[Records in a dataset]

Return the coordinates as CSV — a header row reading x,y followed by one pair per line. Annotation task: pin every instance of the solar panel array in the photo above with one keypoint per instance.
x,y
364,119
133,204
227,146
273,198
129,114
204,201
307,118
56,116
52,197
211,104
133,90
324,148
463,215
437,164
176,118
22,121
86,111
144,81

--- Required task ---
Copy the records above word for word, keeping every line.

--- Output below ---
Return the coordinates as CSV — a header row reading x,y followed by one pair per line. Annotation task: pin every instance of the solar panel array in the photo above with one keypoint per instance.
x,y
364,119
133,204
227,146
273,198
129,114
204,201
307,118
56,116
52,197
211,104
133,90
324,148
463,215
437,164
176,118
22,121
86,111
144,81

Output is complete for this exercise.